**TESTO DI PARTENZA**.
::::

I piloti della MotoGP vivono un vero e proprio incubo, perché sono spesso costretti a doversi fermare per il medesimo problema.
Il MotoMondiale degli ultimi anni sta mettendo in evidenza una serie di grandissimi campioni, ma la Federazione forse sta abusando in termini di tempo e di pesantezza della stagione. Solo l’assenza del GP d’Argentina eviterà di far correre ai piloti 22 gare stagionali, che diventerebbero 44 contando anche tutte le Sprint Race del sabato.
La nascita di questa breve gara, ma comunque molto combattuta, ha fatto sì che nel suo primo anno di utilizzo portasse a una serie di infortuni molto gravi. Fin dalla prima prova dell’anno a Portimao vi erano stati già quattro infortuni, Pol Espargarò nelle prove libere, Bastianini nella Sprint e Marquez e Oliveira nella gara lunga della domenica.
Condizione che si è trascinata avanti per tutta la stagione, con il 2024 che sembra però essere iniziato sotto una luce diversa. I piloti stanno capendo come gestirsi nelle tantissime gare del Mondiale e nelle prime due prove della stagione, per ora per fortuna non si segnalano particolari incidenti.

::::

**COSA FARE**.
Prosegui l'articolo sugli infortuni in MotoGP, partendo subito dopo l'ultima frase.

**ELENCO DEI DATI**.
::::

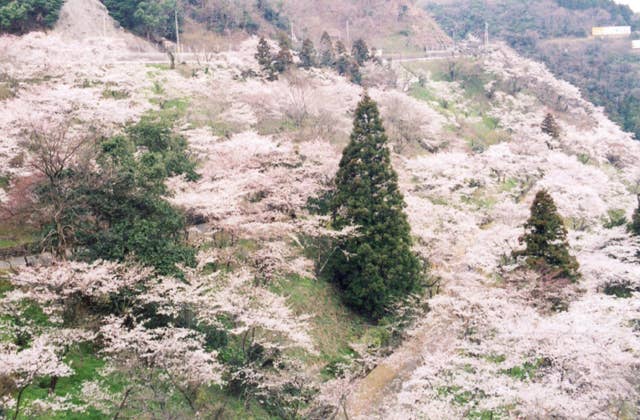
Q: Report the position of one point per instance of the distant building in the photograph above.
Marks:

::::

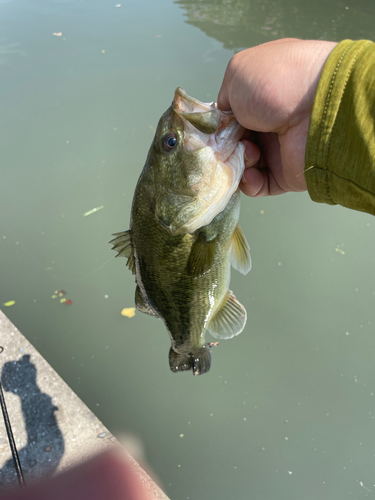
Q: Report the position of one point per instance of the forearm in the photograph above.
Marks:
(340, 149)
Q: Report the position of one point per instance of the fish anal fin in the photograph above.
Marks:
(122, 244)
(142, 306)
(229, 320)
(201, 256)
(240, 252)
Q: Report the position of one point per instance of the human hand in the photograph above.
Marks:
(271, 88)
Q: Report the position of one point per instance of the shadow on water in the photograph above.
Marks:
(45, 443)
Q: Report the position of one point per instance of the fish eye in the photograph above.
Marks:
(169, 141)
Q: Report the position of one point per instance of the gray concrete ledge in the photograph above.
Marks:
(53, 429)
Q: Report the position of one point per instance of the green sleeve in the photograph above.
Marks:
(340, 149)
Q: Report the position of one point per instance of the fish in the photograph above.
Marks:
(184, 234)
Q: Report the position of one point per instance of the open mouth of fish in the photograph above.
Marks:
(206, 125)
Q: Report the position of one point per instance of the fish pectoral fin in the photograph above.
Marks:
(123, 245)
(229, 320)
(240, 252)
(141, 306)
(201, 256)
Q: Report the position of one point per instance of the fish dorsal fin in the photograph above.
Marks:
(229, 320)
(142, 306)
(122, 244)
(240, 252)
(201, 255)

::::

**ECCO LA RISPOSTA**.
Ciò che però sta aumentando sempre di più da diverso tempo a questa parte è un problema evidente per i piloti. Moltissimi infatti sono costretti a farsi operare in seguito a una serie di guai fisici spesso dettati dalla postura sulla moto. Ormai gli appassionati stanno iniziando a conoscere il termine “sindrome compartimentale”, ma c’è un motivo chiaro del perché tutto ciò accade proprio ai piloti.
Sindrome compartimentale: cosa è e perché ne soffrono i piloti?
L’ultimo in ordine cronologica che ha dovuto farsi operare per la sindrome compartimentale è stato il leader del Mondiale Superbike: il ducatista Nicolò Bulega. Questo problema lo ha condizionato in modo evidente in vista di Gara 1 a Barcellona, tanto è vero che l’italiano ha subito così la feroce rimonta in pista della BMW di Toprak Razgatlioglu.
La sindrome compartimentale è un problema che ormai a livello medico è a tutti gli effetti riconosciuta come la “malattia dei piloti di moto”. La motivazione è dettata dal duro sforzo che avviene tramite l’avambraccio, con questo che deve appoggiarsi al manubrio con forza. Il doloro viene generato proprio dallo sforzo che viene accentuato dalla postura che si ha quando si guida una moto.
Nel momento in cui si soffre di questa sindrome, si avvertiranno del gonfiore e in certi casi anche delle disabilità. Il pilota che soffre di questo problema vedrà aumentare sensibilmente la propria massa muscolare, con l’esercizio fisico post allenamento in pista che spesso è controproducente, in quanto va a ingrossare ancora di più i muscoli che possono così peggiorare questo problema.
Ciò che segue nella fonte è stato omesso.